Source text.

<<<<

On SQL Server, if the server can reuse a previously calculated execution plan for a piece of code, the performance will be greatly improved. This is the main purpose of stored procedure. But when a "smartass" writes dynamic code using EXEC(), the server has no way to predict what the dynamic code will be, and therefore cannot reuse an execution plan. And performance goes down the drain.
So basically the guy who wrote the permutations is doing the right thing. Using dynamic SQL would not be optimal. Unless there is a ridiculous amount of permutations, in which case this is a design issue.
If there is a relatively small number of permutations, say under 100, a good DBA will use a scripting language to generate the SQL. And the stored procedure itself will contain the fully-generated SQL.
So before crapping on someone code, it would be better to learn about the language involved.
Admin
MSSQL is claimed to implement the most basic level of SQL-92, which is almost the same as SQL-89. However I came across a case where it follows SQL-89 semantics. In short, very little of its functionality is implemented according to current SQL standards.

>>>>

Exercise. According to the SQL Server post, why can't the server reuse an execution plan when dynamic code is run with EXEC()? Rely only on the SQL Server post for your answer.

Information shown.
<<<<

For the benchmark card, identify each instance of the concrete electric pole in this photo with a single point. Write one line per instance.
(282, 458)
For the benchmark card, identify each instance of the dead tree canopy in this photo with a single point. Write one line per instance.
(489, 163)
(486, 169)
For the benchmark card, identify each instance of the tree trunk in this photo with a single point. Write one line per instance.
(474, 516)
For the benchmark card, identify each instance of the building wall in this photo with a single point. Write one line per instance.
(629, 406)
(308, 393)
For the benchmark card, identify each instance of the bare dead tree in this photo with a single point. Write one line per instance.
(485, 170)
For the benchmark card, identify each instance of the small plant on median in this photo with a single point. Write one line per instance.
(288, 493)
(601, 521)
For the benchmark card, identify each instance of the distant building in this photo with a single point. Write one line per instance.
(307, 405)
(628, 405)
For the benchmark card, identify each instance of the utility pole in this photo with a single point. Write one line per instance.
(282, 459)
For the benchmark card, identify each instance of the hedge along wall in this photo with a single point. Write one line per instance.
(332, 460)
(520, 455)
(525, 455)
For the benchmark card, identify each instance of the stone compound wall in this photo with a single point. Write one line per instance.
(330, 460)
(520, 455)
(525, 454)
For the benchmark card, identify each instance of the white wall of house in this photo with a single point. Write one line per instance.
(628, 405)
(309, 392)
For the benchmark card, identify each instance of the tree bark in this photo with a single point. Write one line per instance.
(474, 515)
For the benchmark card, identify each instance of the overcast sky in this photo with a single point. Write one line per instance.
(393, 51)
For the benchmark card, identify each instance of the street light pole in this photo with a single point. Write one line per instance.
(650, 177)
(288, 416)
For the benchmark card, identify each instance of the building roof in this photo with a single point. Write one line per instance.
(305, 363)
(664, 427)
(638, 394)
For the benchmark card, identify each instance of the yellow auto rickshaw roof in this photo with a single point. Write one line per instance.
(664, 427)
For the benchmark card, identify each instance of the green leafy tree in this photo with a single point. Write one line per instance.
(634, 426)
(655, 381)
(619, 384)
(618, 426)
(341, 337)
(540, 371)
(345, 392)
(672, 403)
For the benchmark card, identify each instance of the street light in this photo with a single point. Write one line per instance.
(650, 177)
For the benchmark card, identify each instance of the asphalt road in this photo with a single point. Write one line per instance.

>>>>

The answer. The server has no way to predict what the dynamic code will be.